Return each line of the entries below verbatim, leaving out the pictures.

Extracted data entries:
==*==

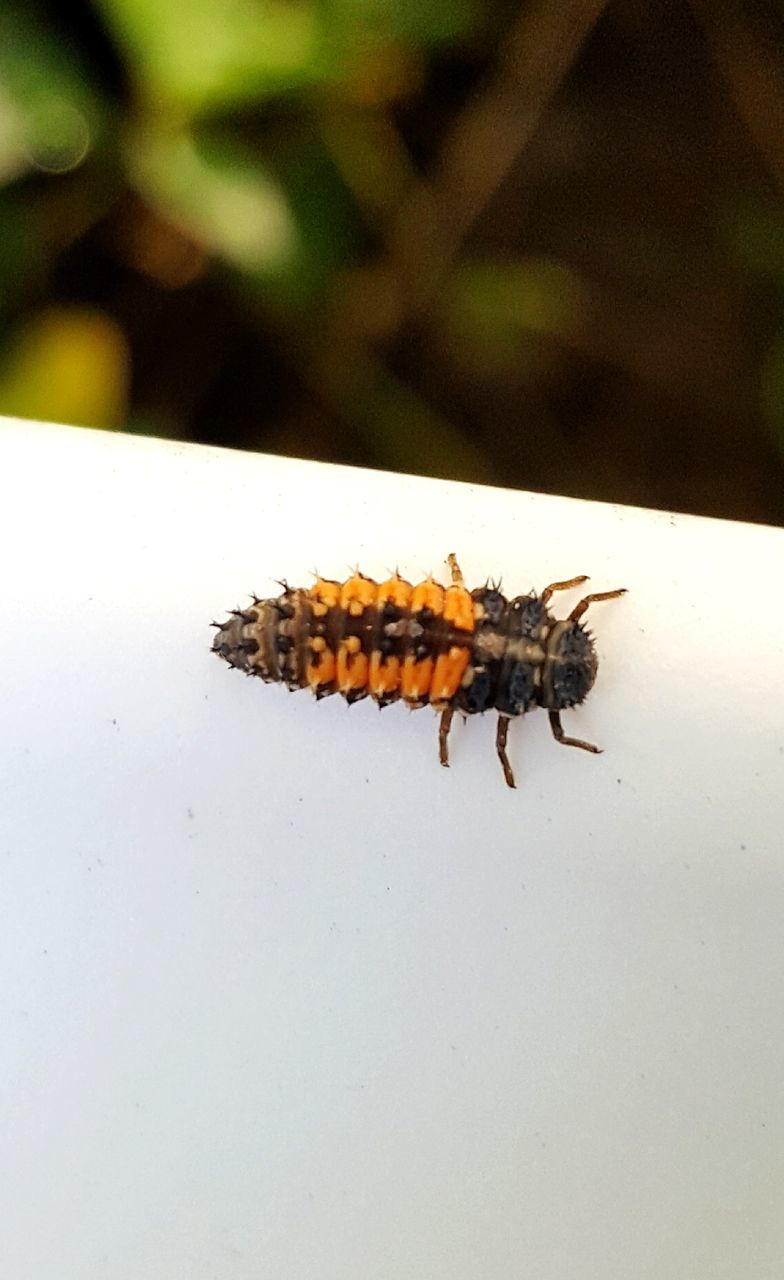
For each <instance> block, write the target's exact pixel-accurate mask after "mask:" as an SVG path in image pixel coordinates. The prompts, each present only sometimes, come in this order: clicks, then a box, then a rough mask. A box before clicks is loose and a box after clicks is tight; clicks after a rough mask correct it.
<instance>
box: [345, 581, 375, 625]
mask: <svg viewBox="0 0 784 1280" xmlns="http://www.w3.org/2000/svg"><path fill="white" fill-rule="evenodd" d="M377 591H378V586H377V585H375V582H374V581H373V580H372V579H369V577H363V576H361V573H355V575H354V577H348V579H346V581H345V582H343V585H342V588H341V600H339V603H341V609H346V612H347V613H350V614H351V617H352V618H359V617H360V614H361V613H364V612H365V609H366V608H368V605H370V604H375V593H377Z"/></svg>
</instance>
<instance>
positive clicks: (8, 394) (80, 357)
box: [0, 307, 129, 428]
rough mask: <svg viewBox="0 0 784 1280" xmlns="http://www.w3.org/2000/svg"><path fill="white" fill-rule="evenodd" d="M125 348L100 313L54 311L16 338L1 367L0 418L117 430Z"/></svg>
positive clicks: (122, 408) (124, 379)
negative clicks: (21, 418) (14, 341)
mask: <svg viewBox="0 0 784 1280" xmlns="http://www.w3.org/2000/svg"><path fill="white" fill-rule="evenodd" d="M128 376H129V355H128V343H127V340H126V335H124V334H123V332H122V329H120V328H119V325H117V324H115V323H114V320H111V319H110V317H109V316H106V315H104V314H102V312H100V311H87V310H81V308H76V307H68V308H64V307H53V308H50V310H47V311H42V312H41V314H40V315H37V316H35V317H33V319H32V320H31V321H29V323H28V324H27V325H24V326H23V328H22V329H20V330H19V332H18V334H17V339H15V343H14V346H13V347H12V348H10V351H9V352H8V353H6V356H5V358H4V361H3V364H1V366H0V413H8V415H9V416H18V417H31V419H38V420H41V421H44V422H69V424H73V425H77V426H101V428H117V426H120V425H122V424H123V421H124V417H126V410H127V399H128Z"/></svg>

==*==

RESPONSE AREA:
For each <instance> block, write the target's exact pixel-accurate mask after "mask:" as an SVG path in image pixel coordinates. The prompts, each present only sometimes, come in this order: clicks, then a box, then a rough mask. A box before clicks is loose and a box after clicks is tight; clicks after a rough mask correct it.
<instance>
box: [345, 581, 375, 625]
mask: <svg viewBox="0 0 784 1280" xmlns="http://www.w3.org/2000/svg"><path fill="white" fill-rule="evenodd" d="M377 591H378V586H377V585H375V582H374V581H373V580H372V579H369V577H363V576H361V573H355V575H354V577H348V579H346V581H345V582H343V585H342V588H341V600H339V603H341V609H346V612H347V613H350V614H351V617H352V618H359V617H360V614H361V613H364V612H365V609H366V608H368V605H370V604H375V593H377Z"/></svg>
</instance>
<instance>
positive clicks: (8, 394) (80, 357)
box: [0, 307, 129, 428]
rough mask: <svg viewBox="0 0 784 1280" xmlns="http://www.w3.org/2000/svg"><path fill="white" fill-rule="evenodd" d="M125 348L100 313L54 311L16 338L1 367L0 418L117 430Z"/></svg>
positive clicks: (122, 408) (124, 379)
negative clicks: (21, 418) (14, 341)
mask: <svg viewBox="0 0 784 1280" xmlns="http://www.w3.org/2000/svg"><path fill="white" fill-rule="evenodd" d="M128 376H129V355H128V343H127V340H126V335H124V334H123V332H122V329H120V328H119V325H117V324H115V323H114V320H111V319H110V317H109V316H106V315H104V314H102V312H100V311H87V310H81V308H76V307H68V308H64V307H53V308H50V310H47V311H42V312H41V314H40V315H37V316H35V317H33V319H32V320H31V321H29V323H28V324H27V325H24V326H23V328H22V329H20V330H19V332H18V334H17V339H15V343H14V346H13V347H12V348H10V351H9V352H8V353H6V356H5V358H4V361H3V364H1V366H0V413H8V415H9V416H18V417H31V419H38V420H41V421H44V422H69V424H73V425H77V426H101V428H117V426H120V425H122V424H123V421H124V417H126V410H127V399H128Z"/></svg>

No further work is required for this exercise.